Quoted text:
%%
Interview Nick Brandt on Inherit the Dust On Friday June 10th photo-eye Gallery was thrilled to open our newest exhibition Inherit the Dust by Nick Brandt. Gallery Associate Lucas Shaffer spoke with Brandt to find out more about the artist's activism, his desired outcomes for the project, and what it took to realize his vision.

Road to Factory with Zebra, 2014 – © Nick Brandt

On Friday June 10th photo-eye Gallery was thrilled to open our newest exhibition Inherit the Dust by Nick Brandt. As we outlined in our series introduction, Brandt's latest body of work is a compelling and emotional call-to-action regarding conservation efforts to curb rampant urban sprawl and loss of natural habitat across Africa. Photographed in East Africa, Brandt erects oversized panels of his iconic animal portraits on location at quarries, garbage dumps, and urban developments, effectively transforming the animals to mere ghosts in the landscape. Gallery Associate Lucas Shaffer spoke with Brandt to find out more about the artist's activism, his desired outcomes for the project, and what it took to realize his vision. Inherit the Dust is on view at photo-eye Gallery through July 23rd, 2016.

Quarry with Giraffe, 2014 – © Nick Brandt

Lucas Shaffer:     Your essay in Inherit the Dust mentions that you first thought of the project back in 2014. Was there a specific moment that prompted the initial idea?

Nick Brandt:     There was no specific moment, it was just a general frustration that the On This Earth, A Shadow Falls, Across the Ravaged Land trilogy had not begun to capture the extraordinary acceleration of devastation to the environment. I needed to address that in a more direct way.

I've always had this fascination with the idea of what happened historically on the very ground where we now live, wherever we are in the world. History at school was so dead for me; it was all about battles and treaties and there was no sense of life lived. You can take that sense of what history should be about to encompass the natural world. It always fascinated me to think of the animals who used to roam on exactly the spot where I'm now standing; then apply that equally to Africa. People ask, "Why didn't you do this project in America or Europe?" Because those animals are gone. That's it. It's done. That would just be mere historical observation. The point of doing it in Africa is that in places, those animals still roam.

The photographs are a call to action, while the animals do still live. If the animals are gone, then the project has much less immediacy, it's no longer a call to action, it's just a lament. When people first look at these photographs, you just see this kind of apocalyptic dystopia with no apparent hope. The point is that there is hope. Those animals do still remain, if in ever fewer places, and we have to do something about it to keep them there.

LS:     When you say Inherit the Dust is a call to action, what kind of action are you hoping for specifically?
%%
Stored records:
%%
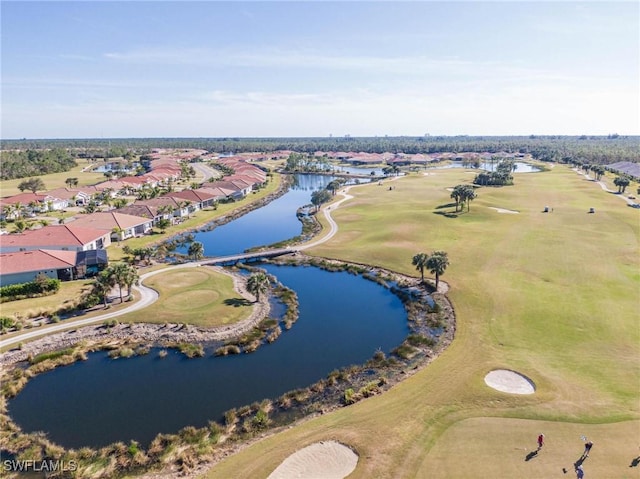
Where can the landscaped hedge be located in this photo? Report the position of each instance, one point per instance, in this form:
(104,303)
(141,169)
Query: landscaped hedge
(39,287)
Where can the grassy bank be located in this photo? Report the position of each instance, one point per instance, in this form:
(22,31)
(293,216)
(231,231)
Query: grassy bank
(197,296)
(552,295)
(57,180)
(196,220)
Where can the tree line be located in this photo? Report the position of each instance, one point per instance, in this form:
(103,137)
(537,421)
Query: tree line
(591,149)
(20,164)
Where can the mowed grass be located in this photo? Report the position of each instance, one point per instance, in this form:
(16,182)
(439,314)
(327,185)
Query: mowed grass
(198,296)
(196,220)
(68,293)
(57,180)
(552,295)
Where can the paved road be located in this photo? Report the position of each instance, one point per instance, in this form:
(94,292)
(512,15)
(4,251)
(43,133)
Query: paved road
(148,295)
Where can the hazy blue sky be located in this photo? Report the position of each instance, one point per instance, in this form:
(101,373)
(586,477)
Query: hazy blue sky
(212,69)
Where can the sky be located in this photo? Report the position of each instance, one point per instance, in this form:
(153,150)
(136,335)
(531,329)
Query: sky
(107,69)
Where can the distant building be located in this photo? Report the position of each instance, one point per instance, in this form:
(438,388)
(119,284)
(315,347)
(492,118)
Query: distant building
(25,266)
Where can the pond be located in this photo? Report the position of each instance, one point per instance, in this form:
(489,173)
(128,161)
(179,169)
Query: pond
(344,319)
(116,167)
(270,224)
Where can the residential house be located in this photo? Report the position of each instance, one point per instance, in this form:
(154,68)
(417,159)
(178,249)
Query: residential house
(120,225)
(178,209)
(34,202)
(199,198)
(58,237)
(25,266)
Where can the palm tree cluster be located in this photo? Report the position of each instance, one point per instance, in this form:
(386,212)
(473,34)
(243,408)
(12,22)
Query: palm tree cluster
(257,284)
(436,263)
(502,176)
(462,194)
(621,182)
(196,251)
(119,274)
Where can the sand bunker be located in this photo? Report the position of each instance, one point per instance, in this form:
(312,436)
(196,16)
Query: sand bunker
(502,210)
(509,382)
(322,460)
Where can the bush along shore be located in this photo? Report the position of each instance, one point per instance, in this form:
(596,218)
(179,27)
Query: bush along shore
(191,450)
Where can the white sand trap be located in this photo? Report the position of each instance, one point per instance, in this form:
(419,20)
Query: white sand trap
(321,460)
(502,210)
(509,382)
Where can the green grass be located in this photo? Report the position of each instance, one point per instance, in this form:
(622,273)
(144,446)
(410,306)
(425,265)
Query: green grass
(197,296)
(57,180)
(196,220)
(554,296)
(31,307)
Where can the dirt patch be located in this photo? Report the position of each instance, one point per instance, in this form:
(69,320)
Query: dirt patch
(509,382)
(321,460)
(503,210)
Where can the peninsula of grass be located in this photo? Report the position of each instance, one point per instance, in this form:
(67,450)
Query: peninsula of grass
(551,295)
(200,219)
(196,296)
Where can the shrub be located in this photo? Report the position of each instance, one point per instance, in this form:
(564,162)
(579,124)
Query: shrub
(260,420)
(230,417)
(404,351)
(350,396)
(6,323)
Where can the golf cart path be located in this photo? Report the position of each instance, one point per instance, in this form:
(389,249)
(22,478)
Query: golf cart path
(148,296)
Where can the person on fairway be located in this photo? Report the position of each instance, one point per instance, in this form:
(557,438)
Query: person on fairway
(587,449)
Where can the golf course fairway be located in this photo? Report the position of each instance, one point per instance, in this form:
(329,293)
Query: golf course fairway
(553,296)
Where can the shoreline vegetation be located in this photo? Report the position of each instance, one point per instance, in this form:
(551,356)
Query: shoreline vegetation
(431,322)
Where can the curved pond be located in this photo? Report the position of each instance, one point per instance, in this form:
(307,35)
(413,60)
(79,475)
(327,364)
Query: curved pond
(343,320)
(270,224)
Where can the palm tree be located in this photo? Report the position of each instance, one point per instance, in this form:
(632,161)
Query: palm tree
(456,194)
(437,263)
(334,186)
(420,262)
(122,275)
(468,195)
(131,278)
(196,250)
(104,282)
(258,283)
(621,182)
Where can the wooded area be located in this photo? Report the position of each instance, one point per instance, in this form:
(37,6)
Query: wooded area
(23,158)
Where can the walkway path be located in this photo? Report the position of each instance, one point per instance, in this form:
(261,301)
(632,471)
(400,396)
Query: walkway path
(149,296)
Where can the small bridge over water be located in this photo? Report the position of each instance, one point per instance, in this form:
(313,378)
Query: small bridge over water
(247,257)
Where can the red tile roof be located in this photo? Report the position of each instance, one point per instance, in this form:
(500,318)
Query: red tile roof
%%
Request 1: Reproduce the part of the Nick Brandt interview running from "Nick Brandt:     There" up to and including "more direct way.".
Request 2: Extend the Nick Brandt interview by writing the next part, picking up right after its final line.

Output 1:
Nick Brandt:     There was no specific moment, it was just a general frustration that the On This Earth, A Shadow Falls, Across the Ravaged Land trilogy had not begun to capture the extraordinary acceleration of devastation to the environment. I needed to address that in a more direct way.

Output 2:
NB:     I'm hoping to reach people living in the Western world who obviously can't help directly, but who can donate to organizations like Big Life that effectively protect and preserve large ecosystems within East Africa. I'm also hoping that politicians and industrialists might see the work and have their consciousnesses even slightly pricked to think twice about some of the destruction that they are enabling through their actions.

LS:     You've mentioned that in some areas urban developments pop up in only a couple of months. How does an organization such as Big Life begin to address this kind of rapid sprawl?

NB:     Every country has the same issue with government being pressured to choose the short term economic gain of industrial development at the expense of the long term economic gain of environmental protection. For example, Big Life recently has been gearing up to potentially fight a French cement company that wants to put a factory right in the middle of one of the most critical wildlife corridors in the ecosystem it protects. That is classic short term economic gain. The community would barely benefit as well because the factory wouldn't even be hiring local people.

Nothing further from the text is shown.